# SOURCE

────────────────

Never a Dull Moment is a 1968 American heist comedy crime film from Walt Disney Productions starring Dick Van Dyke and Edward G. Robinson and directed by Jerry Paris. The script by A. J. Carothers was based The Reluctant Assassin by John Godey. The supporting cast features Dorothy Provine, Henry Silva, Slim Pickens and Jack Elam. Master cartoonist Floyd Gottfredson created a comic strip, Astro Pooch, to be used as a prop in the film.

It was re-released theatrically on April 15, 1977 on a double bill with a re-edited version of The Three Caballeros (1944) in featurette form.

Plot
Second-rate actor Jack Albany finds himself mistaken for fiendish killer Ace Williams and whisked off to master gangster Leo Smooth's fortified mansion. He is forced to continue with the charade, even when he finds he is to play a deadly role in the theft of the painting Field of Sunflowers, a 40 foot long masterpiece. Sally, an art teacher, is a potential ally for Jack.

Further complications ensue when the real Ace Williams shows up, making it even more difficult for Albany to keep up his false identity. Eventually, Albany outwits the gangsters and foils the robbery.

────────────────

# EXERCISE TASKS
A - Transcribe the stretch of the film summary from "Never a Dull" through "in the film.".
B - According to the film summary, on what date was the film re-released in theaters?
C - List every actor the film summary names as part of the supporting cast.
Rely on the film summary alone for your answers.

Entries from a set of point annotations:
────────────────

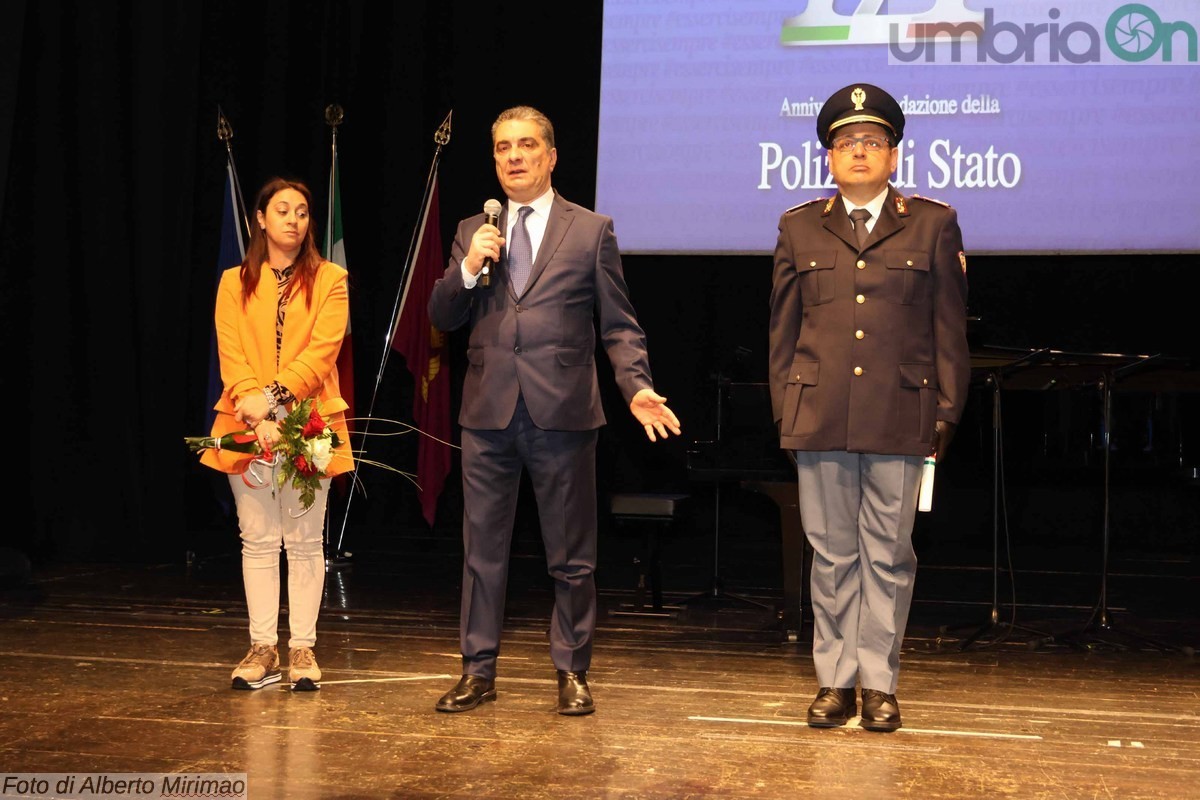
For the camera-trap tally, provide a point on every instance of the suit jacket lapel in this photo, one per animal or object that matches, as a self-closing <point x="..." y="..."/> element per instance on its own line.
<point x="556" y="230"/>
<point x="888" y="223"/>
<point x="839" y="223"/>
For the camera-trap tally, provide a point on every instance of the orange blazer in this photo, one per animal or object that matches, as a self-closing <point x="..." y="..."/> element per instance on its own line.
<point x="307" y="360"/>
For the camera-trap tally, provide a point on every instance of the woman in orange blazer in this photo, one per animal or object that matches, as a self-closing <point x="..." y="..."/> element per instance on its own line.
<point x="281" y="318"/>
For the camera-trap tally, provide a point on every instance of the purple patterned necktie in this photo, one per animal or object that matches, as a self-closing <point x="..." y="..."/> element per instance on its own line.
<point x="520" y="252"/>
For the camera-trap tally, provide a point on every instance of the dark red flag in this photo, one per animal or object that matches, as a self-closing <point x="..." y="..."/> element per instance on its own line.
<point x="425" y="350"/>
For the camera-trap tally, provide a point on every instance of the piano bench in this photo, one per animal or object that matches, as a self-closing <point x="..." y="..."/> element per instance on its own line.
<point x="652" y="513"/>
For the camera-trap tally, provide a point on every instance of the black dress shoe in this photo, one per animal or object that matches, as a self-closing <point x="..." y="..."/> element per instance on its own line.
<point x="574" y="696"/>
<point x="467" y="693"/>
<point x="880" y="711"/>
<point x="832" y="708"/>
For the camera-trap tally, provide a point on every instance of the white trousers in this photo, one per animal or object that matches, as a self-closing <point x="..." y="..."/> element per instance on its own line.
<point x="858" y="511"/>
<point x="267" y="523"/>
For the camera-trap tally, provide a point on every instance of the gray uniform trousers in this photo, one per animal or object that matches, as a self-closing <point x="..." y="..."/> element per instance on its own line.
<point x="858" y="511"/>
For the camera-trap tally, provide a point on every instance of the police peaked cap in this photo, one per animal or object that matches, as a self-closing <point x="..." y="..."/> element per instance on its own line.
<point x="859" y="102"/>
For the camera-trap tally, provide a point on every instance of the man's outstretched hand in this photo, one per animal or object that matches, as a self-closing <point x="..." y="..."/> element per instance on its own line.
<point x="942" y="434"/>
<point x="651" y="410"/>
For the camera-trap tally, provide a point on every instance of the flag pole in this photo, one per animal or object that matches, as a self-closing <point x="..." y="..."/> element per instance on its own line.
<point x="225" y="132"/>
<point x="334" y="116"/>
<point x="441" y="138"/>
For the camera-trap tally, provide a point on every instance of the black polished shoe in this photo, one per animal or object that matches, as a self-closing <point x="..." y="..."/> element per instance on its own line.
<point x="832" y="708"/>
<point x="467" y="693"/>
<point x="880" y="711"/>
<point x="574" y="696"/>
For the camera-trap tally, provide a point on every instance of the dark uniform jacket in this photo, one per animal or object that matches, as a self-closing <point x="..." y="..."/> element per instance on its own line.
<point x="868" y="349"/>
<point x="543" y="344"/>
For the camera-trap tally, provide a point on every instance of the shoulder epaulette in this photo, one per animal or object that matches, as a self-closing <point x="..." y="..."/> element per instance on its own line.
<point x="929" y="199"/>
<point x="797" y="208"/>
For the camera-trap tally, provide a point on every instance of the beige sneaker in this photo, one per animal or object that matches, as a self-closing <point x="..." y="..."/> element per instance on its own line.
<point x="303" y="669"/>
<point x="261" y="667"/>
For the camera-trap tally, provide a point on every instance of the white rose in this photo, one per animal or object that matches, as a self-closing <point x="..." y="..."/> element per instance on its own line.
<point x="321" y="451"/>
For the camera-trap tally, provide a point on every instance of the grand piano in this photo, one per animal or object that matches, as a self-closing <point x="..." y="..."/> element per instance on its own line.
<point x="745" y="450"/>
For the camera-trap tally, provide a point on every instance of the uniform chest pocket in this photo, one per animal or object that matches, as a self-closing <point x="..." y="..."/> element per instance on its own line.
<point x="816" y="272"/>
<point x="907" y="278"/>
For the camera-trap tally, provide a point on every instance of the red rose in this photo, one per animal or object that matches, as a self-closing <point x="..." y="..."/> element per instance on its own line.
<point x="315" y="426"/>
<point x="304" y="467"/>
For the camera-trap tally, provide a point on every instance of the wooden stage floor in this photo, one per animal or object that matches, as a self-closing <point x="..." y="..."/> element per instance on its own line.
<point x="124" y="668"/>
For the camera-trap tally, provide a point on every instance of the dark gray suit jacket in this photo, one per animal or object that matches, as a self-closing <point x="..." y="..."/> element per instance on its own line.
<point x="543" y="344"/>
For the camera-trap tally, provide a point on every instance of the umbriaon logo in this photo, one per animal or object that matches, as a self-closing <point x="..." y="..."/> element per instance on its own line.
<point x="821" y="24"/>
<point x="1030" y="32"/>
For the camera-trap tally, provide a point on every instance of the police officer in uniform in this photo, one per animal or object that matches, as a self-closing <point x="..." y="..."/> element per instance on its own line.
<point x="869" y="372"/>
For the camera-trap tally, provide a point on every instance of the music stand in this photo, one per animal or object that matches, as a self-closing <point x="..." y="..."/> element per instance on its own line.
<point x="717" y="588"/>
<point x="1101" y="630"/>
<point x="1000" y="630"/>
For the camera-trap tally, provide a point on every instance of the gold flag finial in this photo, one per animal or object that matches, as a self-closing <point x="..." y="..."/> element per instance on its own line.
<point x="442" y="136"/>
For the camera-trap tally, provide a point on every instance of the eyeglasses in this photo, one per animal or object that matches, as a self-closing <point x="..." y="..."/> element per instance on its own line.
<point x="870" y="143"/>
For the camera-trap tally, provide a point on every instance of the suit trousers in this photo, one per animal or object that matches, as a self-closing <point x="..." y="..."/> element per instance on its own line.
<point x="267" y="522"/>
<point x="858" y="511"/>
<point x="562" y="468"/>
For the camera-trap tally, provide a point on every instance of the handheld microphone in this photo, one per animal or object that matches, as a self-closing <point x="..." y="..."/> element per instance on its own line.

────────────────

# ANSWERS BY TASK
A -
Never a Dull Moment is a 1968 American heist comedy crime film from Walt Disney Productions starring Dick Van Dyke and Edward G. Robinson and directed by Jerry Paris. The script by A. J. Carothers was based The Reluctant Assassin by John Godey. The supporting cast features Dorothy Provine, Henry Silva, Slim Pickens and Jack Elam. Master cartoonist Floyd Gottfredson created a comic strip, Astro Pooch, to be used as a prop in the film.

B - April 15, 1977.

C - Dorothy Provine, Henry Silva, Slim Pickens, Jack Elam